*** Block opens ***

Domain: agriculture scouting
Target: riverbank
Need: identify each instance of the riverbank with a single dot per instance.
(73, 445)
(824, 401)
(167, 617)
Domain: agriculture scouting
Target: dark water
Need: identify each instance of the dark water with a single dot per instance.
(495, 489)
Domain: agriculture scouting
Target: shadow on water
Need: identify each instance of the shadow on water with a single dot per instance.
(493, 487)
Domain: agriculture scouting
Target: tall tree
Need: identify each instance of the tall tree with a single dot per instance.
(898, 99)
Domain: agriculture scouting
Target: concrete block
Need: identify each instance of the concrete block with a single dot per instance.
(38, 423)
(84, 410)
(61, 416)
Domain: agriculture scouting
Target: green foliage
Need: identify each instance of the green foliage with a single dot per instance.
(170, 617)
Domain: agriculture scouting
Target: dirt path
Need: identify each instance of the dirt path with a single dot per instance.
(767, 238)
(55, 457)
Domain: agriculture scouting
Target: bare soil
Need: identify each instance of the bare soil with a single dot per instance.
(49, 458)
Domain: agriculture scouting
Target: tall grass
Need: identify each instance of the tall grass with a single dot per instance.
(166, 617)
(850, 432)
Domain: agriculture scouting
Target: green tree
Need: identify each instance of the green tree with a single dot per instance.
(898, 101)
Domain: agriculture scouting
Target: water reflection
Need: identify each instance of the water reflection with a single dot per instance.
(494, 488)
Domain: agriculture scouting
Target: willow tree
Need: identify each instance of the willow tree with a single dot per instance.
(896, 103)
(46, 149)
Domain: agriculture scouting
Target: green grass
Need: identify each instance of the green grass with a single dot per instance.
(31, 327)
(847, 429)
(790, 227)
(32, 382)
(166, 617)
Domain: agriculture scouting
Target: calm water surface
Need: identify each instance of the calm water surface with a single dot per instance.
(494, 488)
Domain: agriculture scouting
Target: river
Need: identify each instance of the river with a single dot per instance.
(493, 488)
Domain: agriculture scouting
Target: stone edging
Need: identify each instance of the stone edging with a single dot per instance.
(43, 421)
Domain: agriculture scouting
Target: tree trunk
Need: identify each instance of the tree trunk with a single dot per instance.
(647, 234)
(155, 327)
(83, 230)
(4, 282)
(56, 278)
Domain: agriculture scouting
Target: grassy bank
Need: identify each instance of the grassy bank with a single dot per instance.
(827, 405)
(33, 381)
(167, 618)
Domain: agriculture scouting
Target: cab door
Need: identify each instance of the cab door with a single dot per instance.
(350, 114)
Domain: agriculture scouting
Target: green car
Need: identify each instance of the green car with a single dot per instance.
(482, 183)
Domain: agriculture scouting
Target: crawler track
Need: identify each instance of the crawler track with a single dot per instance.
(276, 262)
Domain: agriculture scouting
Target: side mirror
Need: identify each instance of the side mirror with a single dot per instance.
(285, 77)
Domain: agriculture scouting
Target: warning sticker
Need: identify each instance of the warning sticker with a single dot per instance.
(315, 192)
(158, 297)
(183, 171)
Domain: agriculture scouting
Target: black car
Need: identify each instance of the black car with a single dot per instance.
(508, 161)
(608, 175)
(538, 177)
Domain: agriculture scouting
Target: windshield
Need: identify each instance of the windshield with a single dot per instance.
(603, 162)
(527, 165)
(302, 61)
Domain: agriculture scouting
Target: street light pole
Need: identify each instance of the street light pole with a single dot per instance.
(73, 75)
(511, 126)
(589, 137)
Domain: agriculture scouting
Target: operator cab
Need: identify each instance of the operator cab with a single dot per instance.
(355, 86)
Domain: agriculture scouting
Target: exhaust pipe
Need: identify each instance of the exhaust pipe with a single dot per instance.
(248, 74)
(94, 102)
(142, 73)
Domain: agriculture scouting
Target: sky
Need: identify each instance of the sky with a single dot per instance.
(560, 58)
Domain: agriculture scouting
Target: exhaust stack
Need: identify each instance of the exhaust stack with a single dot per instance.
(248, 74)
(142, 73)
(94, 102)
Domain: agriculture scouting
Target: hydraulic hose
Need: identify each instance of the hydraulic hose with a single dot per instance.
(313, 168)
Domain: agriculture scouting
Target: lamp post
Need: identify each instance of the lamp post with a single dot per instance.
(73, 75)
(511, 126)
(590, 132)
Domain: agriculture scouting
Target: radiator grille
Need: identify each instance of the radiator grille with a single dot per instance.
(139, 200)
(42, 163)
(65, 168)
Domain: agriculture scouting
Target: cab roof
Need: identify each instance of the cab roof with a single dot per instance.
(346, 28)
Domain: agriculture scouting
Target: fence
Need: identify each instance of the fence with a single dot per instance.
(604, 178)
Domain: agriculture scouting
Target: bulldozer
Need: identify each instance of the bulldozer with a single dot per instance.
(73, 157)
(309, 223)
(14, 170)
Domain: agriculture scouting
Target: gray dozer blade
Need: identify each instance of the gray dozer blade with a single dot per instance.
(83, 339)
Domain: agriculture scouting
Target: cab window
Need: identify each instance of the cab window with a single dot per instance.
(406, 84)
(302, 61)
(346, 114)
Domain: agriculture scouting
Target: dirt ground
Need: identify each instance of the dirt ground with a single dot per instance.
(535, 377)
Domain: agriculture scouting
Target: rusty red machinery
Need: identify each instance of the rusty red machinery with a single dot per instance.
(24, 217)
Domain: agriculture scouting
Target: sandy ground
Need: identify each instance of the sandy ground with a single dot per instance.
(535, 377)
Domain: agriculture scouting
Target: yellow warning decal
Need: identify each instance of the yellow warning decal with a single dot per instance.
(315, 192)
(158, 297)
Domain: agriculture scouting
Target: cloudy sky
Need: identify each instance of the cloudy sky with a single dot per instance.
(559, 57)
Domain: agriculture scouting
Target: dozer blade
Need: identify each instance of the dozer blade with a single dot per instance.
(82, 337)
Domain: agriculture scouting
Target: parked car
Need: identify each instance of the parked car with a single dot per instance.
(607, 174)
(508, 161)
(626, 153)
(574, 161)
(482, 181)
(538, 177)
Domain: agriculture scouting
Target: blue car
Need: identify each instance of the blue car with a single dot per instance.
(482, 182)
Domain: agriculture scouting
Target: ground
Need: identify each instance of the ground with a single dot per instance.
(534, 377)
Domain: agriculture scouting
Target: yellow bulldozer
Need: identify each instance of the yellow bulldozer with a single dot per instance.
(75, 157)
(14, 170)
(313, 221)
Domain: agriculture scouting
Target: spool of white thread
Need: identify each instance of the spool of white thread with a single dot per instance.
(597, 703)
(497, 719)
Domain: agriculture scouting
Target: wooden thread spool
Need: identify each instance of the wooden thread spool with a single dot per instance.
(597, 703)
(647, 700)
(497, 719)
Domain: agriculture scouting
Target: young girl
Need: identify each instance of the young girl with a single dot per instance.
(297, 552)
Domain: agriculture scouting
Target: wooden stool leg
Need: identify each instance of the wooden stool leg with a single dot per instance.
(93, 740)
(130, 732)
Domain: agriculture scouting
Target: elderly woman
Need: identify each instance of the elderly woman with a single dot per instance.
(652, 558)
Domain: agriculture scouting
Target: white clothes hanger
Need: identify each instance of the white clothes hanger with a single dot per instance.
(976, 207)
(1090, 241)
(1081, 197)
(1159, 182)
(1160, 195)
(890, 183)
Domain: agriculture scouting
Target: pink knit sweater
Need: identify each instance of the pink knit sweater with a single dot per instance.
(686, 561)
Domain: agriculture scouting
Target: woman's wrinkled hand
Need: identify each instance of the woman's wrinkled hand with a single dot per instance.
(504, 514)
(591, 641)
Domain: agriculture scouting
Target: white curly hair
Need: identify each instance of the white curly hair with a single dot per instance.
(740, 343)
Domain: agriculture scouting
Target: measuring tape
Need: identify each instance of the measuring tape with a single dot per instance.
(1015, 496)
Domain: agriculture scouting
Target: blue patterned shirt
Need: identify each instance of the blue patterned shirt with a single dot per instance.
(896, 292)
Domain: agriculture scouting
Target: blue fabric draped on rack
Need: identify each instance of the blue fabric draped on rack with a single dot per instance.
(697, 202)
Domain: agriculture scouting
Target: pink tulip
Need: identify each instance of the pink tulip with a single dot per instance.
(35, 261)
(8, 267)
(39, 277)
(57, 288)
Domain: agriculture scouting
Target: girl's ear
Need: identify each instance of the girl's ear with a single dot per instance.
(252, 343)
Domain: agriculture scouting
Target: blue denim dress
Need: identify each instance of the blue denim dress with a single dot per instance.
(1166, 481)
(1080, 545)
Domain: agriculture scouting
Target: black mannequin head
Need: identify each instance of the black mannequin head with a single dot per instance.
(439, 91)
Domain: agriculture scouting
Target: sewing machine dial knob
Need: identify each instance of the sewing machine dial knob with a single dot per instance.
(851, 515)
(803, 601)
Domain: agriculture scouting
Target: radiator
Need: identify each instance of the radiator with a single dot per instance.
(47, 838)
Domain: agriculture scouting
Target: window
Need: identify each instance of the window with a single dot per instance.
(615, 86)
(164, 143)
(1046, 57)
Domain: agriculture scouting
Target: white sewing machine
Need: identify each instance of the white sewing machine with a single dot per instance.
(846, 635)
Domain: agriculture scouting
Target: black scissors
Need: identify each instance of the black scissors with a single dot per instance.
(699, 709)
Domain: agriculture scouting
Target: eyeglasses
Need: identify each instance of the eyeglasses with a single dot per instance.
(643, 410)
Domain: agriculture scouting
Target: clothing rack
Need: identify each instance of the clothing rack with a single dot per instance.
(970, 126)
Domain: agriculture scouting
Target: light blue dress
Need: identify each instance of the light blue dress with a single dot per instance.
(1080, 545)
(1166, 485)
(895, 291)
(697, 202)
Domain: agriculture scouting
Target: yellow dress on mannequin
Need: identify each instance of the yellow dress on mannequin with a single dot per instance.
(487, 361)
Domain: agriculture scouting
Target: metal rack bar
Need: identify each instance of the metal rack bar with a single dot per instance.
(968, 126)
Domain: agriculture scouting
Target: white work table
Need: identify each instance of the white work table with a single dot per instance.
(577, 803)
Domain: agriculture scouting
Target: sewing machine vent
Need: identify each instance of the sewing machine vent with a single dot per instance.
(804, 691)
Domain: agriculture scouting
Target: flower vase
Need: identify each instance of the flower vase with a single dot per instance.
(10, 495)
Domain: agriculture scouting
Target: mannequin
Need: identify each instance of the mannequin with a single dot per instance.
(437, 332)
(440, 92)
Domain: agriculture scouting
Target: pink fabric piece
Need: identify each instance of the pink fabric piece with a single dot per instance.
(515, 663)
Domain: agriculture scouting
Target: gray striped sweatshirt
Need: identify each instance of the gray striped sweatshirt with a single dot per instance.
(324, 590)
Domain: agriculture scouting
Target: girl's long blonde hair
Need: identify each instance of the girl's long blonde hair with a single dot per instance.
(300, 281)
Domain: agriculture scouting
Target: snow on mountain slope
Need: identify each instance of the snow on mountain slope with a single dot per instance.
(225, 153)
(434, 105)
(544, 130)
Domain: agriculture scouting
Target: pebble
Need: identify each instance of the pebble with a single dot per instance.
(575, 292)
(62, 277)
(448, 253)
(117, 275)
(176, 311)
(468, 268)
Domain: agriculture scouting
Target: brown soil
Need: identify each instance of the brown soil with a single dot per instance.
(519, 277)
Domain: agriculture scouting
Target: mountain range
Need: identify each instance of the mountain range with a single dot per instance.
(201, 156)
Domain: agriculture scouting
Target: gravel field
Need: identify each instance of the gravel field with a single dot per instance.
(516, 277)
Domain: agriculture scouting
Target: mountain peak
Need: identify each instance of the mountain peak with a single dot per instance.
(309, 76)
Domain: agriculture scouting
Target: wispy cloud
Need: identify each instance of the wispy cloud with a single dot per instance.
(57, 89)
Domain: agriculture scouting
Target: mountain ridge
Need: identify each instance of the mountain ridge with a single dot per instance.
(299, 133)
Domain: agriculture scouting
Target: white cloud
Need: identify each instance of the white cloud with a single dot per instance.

*** Block closes ***

**Your task**
Would you please repeat exactly the lines above, starting at the line with "Need: identify each instance of the cloudy" and stopping at the line with "Target: ground", both included?

**Solution to this exercise**
Need: identify each instance of the cloudy sky with a single dot per instance.
(559, 57)
Domain: agriculture scouting
Target: dozer blade
Need: identify each instance of the dozer blade with a single dot per instance.
(82, 337)
Domain: agriculture scouting
Target: parked car
Need: identify each instance of the parked car with a single dot per instance.
(607, 174)
(508, 161)
(626, 153)
(574, 161)
(482, 181)
(538, 177)
Domain: agriculture scouting
Target: blue car
Need: identify each instance of the blue car with a single dot per instance.
(482, 182)
Domain: agriculture scouting
Target: ground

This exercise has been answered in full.